Given data =
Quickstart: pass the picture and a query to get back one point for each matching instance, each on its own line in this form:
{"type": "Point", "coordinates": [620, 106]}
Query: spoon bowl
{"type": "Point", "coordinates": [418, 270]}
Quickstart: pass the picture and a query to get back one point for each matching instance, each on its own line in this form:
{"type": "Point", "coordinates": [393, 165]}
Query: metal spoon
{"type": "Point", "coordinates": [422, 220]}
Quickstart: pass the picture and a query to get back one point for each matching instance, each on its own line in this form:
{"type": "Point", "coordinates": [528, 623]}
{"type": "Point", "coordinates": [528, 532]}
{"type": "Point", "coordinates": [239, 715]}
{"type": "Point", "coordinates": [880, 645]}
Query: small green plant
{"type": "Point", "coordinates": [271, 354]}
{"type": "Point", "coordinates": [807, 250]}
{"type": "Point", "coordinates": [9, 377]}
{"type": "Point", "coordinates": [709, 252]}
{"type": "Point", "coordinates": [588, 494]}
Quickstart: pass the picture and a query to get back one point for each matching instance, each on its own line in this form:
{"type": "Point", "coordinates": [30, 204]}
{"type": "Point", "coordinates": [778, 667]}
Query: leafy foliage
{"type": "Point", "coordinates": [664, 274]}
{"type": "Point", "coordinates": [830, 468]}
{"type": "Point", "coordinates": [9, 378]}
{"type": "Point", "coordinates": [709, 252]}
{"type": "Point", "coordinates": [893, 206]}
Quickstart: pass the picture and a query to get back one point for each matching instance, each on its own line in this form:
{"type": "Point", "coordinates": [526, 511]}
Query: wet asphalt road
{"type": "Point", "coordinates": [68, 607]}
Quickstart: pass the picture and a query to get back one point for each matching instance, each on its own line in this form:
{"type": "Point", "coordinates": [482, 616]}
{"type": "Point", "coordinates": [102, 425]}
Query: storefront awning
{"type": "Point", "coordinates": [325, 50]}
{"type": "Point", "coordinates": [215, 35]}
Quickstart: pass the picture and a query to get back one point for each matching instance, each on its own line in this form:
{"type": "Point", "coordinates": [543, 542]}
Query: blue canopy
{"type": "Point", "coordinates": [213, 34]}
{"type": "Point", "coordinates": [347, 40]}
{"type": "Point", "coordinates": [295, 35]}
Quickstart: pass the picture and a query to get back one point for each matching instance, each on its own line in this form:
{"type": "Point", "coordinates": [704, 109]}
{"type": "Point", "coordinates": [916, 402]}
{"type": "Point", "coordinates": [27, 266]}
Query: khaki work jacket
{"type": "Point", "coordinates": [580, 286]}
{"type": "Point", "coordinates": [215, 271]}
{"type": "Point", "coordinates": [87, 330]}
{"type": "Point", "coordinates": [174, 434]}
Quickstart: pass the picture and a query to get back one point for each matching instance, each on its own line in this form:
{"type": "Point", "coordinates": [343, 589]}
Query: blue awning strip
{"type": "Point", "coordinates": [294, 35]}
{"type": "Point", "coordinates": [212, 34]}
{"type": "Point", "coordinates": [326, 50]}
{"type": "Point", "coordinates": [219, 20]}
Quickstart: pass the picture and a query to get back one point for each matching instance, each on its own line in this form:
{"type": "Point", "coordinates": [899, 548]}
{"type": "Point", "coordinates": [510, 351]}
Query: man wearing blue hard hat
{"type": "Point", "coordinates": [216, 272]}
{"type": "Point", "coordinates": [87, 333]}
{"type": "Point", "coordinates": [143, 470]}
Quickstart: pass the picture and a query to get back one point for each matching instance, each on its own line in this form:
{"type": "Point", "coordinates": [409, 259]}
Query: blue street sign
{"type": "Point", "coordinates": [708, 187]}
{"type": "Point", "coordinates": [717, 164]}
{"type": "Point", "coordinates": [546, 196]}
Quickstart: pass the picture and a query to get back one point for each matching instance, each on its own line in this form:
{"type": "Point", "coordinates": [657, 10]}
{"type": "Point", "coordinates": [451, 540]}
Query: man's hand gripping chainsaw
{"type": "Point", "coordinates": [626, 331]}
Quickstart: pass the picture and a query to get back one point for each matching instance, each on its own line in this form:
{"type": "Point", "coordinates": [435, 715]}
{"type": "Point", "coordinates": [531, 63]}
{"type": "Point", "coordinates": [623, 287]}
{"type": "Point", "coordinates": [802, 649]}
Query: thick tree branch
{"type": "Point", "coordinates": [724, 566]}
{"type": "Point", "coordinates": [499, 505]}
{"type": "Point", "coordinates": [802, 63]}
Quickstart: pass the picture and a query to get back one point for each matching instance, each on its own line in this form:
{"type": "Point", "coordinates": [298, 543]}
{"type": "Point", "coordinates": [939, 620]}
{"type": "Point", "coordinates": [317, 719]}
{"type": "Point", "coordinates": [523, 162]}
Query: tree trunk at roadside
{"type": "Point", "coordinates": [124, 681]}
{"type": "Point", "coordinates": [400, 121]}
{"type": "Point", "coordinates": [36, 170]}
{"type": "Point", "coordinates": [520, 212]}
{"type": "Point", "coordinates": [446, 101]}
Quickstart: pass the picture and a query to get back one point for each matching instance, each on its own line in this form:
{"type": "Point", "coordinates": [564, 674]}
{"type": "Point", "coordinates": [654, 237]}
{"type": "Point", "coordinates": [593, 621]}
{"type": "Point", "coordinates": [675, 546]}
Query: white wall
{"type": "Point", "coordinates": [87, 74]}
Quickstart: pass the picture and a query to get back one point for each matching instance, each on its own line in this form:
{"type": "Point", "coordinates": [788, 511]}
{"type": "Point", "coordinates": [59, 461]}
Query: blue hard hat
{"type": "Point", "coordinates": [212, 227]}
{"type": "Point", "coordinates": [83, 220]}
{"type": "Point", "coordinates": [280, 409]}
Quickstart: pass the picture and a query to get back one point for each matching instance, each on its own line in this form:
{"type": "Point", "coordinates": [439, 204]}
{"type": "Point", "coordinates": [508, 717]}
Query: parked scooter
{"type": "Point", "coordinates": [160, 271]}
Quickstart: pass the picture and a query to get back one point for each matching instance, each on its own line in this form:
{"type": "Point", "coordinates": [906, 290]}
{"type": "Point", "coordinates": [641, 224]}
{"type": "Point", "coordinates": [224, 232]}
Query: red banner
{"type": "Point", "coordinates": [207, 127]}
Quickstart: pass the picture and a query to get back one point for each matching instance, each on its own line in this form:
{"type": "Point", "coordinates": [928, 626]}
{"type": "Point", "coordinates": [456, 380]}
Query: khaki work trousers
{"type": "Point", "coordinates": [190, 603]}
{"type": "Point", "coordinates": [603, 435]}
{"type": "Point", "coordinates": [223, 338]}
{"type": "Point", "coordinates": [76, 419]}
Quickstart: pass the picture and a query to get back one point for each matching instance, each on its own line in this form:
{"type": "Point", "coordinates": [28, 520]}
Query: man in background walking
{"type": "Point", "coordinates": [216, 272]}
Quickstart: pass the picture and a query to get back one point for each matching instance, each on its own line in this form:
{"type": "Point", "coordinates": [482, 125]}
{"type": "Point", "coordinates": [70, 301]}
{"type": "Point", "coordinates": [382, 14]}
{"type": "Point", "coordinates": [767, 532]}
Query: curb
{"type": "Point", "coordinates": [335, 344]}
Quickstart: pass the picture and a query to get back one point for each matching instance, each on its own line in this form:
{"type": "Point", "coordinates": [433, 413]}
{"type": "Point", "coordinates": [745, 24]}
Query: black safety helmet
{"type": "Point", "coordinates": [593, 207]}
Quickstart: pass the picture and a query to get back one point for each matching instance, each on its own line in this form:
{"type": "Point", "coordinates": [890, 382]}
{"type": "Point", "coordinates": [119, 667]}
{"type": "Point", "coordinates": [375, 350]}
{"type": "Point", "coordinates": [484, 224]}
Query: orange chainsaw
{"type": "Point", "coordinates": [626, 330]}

...

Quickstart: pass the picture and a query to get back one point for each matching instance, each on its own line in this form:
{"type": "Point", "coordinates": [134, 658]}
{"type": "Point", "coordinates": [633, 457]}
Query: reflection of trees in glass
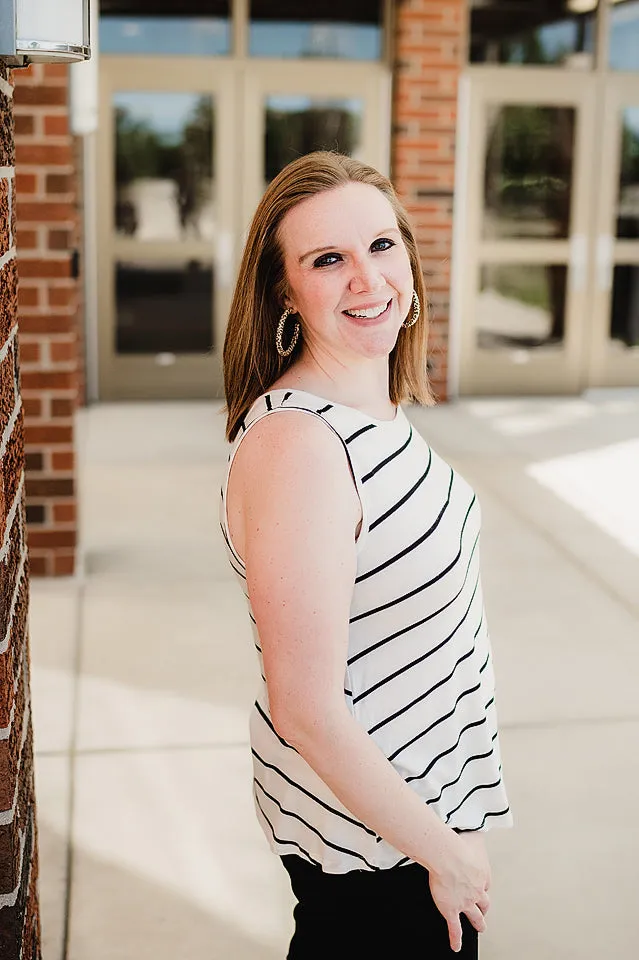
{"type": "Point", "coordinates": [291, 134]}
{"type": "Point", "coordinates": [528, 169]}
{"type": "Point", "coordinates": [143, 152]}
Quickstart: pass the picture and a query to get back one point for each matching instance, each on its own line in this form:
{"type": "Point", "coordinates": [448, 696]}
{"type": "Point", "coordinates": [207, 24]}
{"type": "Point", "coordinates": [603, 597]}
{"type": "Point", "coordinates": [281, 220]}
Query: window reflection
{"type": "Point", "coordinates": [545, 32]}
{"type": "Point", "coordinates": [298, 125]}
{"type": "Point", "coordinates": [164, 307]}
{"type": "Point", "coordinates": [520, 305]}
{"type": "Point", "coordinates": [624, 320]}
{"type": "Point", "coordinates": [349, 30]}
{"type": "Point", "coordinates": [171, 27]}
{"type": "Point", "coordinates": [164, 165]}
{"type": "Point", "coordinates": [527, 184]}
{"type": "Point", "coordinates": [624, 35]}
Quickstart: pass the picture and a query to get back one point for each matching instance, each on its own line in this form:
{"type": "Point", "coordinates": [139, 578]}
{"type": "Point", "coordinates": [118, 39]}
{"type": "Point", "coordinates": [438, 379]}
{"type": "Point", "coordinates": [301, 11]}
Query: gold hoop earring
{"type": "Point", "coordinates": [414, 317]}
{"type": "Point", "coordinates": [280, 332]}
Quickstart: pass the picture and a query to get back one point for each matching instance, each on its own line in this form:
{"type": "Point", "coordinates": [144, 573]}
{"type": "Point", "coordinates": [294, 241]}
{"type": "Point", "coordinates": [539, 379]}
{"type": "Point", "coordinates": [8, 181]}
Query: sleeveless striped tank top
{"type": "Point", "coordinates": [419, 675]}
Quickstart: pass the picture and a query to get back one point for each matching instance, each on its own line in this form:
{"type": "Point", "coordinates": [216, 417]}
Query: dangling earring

Problem to work on = Set down, from the entries above, exactly the lines from the one with "Query: gold hoop earring" up to and including the one with "Query: dangling earring", and no other lines.

Answer for this exercise =
Query: gold hoop earring
{"type": "Point", "coordinates": [414, 317]}
{"type": "Point", "coordinates": [280, 332]}
Quickstart: pass the picture and a query to get back one point for each matching instance, each on its own line in this form:
{"type": "Point", "coordinates": [144, 573]}
{"type": "Point", "coordinates": [294, 241]}
{"type": "Point", "coordinates": [539, 379]}
{"type": "Point", "coordinates": [8, 181]}
Query: sleeveless striped tank top
{"type": "Point", "coordinates": [419, 675]}
Quickstart: pass the picture and a query to get back one point for each matching instance, each on its own line in this form:
{"type": "Point", "coordinates": [216, 417]}
Query: dangling earring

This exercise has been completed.